- Exercise requirements -
Exactly reproduce each record listed below.
start Exercise data
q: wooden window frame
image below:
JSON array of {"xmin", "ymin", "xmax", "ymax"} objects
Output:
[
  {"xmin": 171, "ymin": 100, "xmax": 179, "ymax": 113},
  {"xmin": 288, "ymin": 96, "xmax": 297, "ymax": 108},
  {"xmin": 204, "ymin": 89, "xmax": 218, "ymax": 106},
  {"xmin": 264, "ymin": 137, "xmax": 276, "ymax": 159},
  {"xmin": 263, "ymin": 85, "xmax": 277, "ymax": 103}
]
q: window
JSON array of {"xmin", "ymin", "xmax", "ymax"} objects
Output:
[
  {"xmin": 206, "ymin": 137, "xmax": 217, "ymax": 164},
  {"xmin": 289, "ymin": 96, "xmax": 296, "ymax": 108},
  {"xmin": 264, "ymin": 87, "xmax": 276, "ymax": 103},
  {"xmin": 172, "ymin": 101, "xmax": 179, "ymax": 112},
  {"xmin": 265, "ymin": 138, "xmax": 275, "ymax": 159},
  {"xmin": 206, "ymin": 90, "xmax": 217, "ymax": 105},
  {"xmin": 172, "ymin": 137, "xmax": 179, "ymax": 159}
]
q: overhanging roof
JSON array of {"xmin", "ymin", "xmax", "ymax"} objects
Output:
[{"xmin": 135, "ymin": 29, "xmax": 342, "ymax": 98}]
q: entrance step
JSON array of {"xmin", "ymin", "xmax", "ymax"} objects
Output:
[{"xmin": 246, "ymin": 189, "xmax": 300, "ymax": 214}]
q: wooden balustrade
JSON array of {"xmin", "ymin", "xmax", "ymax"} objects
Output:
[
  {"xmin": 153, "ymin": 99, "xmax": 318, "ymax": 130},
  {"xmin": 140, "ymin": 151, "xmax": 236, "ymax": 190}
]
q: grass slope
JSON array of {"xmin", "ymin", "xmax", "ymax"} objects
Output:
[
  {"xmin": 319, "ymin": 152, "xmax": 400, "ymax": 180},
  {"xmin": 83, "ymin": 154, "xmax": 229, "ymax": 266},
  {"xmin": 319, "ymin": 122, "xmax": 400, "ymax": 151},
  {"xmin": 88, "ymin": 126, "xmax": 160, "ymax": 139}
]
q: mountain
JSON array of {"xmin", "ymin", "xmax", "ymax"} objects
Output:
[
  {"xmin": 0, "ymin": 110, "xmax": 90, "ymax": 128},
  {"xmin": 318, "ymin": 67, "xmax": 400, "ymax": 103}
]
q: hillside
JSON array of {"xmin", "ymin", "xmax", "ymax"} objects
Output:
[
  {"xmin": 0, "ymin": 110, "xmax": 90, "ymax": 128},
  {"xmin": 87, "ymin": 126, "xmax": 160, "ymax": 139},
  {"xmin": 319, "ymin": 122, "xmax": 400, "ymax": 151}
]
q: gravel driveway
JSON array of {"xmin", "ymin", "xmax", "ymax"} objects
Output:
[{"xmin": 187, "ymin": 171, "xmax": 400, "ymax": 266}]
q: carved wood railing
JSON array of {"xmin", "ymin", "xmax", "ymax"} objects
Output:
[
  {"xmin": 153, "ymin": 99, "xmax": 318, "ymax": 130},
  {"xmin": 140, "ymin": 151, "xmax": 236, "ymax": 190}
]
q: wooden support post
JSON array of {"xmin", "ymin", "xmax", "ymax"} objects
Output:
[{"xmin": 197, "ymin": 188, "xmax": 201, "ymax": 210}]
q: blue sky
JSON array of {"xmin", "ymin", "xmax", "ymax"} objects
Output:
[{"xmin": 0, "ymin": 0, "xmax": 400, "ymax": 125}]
end Exercise data
- Output for this task -
q: wooden window frame
image below:
JSON array of {"xmin", "ymin", "xmax", "ymax"} objects
Output:
[
  {"xmin": 171, "ymin": 100, "xmax": 179, "ymax": 113},
  {"xmin": 288, "ymin": 96, "xmax": 297, "ymax": 108},
  {"xmin": 204, "ymin": 89, "xmax": 218, "ymax": 106},
  {"xmin": 264, "ymin": 137, "xmax": 276, "ymax": 159},
  {"xmin": 263, "ymin": 85, "xmax": 277, "ymax": 103}
]
q: window
JSON array of {"xmin", "ymin", "xmax", "ymax"} objects
Output:
[
  {"xmin": 206, "ymin": 137, "xmax": 217, "ymax": 164},
  {"xmin": 289, "ymin": 96, "xmax": 296, "ymax": 108},
  {"xmin": 264, "ymin": 87, "xmax": 276, "ymax": 103},
  {"xmin": 172, "ymin": 101, "xmax": 179, "ymax": 112},
  {"xmin": 265, "ymin": 138, "xmax": 275, "ymax": 159},
  {"xmin": 206, "ymin": 90, "xmax": 217, "ymax": 105},
  {"xmin": 172, "ymin": 137, "xmax": 179, "ymax": 159}
]
q: overhanging roof
JSON array of {"xmin", "ymin", "xmax", "ymax"} objects
Output:
[{"xmin": 135, "ymin": 29, "xmax": 342, "ymax": 98}]
q: entrance step
JSON array of {"xmin", "ymin", "xmax", "ymax"} objects
Output:
[{"xmin": 246, "ymin": 189, "xmax": 300, "ymax": 214}]
q: wooden balustrade
JSON array of {"xmin", "ymin", "xmax", "ymax"} objects
Output:
[
  {"xmin": 153, "ymin": 99, "xmax": 318, "ymax": 130},
  {"xmin": 140, "ymin": 151, "xmax": 236, "ymax": 190}
]
q: grass slope
JSON array of {"xmin", "ymin", "xmax", "ymax"} objects
Output:
[
  {"xmin": 319, "ymin": 152, "xmax": 400, "ymax": 180},
  {"xmin": 83, "ymin": 154, "xmax": 229, "ymax": 266},
  {"xmin": 319, "ymin": 122, "xmax": 400, "ymax": 151},
  {"xmin": 88, "ymin": 126, "xmax": 160, "ymax": 139}
]
q: mountain
JSON array of {"xmin", "ymin", "xmax", "ymax"} objects
Output:
[
  {"xmin": 0, "ymin": 110, "xmax": 90, "ymax": 128},
  {"xmin": 318, "ymin": 67, "xmax": 400, "ymax": 103}
]
q: hillside
JSON array of {"xmin", "ymin", "xmax", "ymax"} objects
Output:
[
  {"xmin": 0, "ymin": 110, "xmax": 90, "ymax": 128},
  {"xmin": 87, "ymin": 126, "xmax": 160, "ymax": 139},
  {"xmin": 319, "ymin": 122, "xmax": 400, "ymax": 151}
]
q: gravel driveway
JSON array of {"xmin", "ymin", "xmax", "ymax"} objects
Output:
[{"xmin": 187, "ymin": 171, "xmax": 400, "ymax": 266}]
q: carved wood railing
JSON array of {"xmin", "ymin", "xmax", "ymax"} objects
Output:
[
  {"xmin": 153, "ymin": 99, "xmax": 318, "ymax": 130},
  {"xmin": 140, "ymin": 151, "xmax": 236, "ymax": 190}
]
q: wooden support post
JSON array of {"xmin", "ymin", "xmax", "ymax"} objects
Output:
[{"xmin": 197, "ymin": 188, "xmax": 201, "ymax": 210}]
q: blue sky
JSON array of {"xmin", "ymin", "xmax", "ymax"} objects
Output:
[{"xmin": 0, "ymin": 0, "xmax": 400, "ymax": 125}]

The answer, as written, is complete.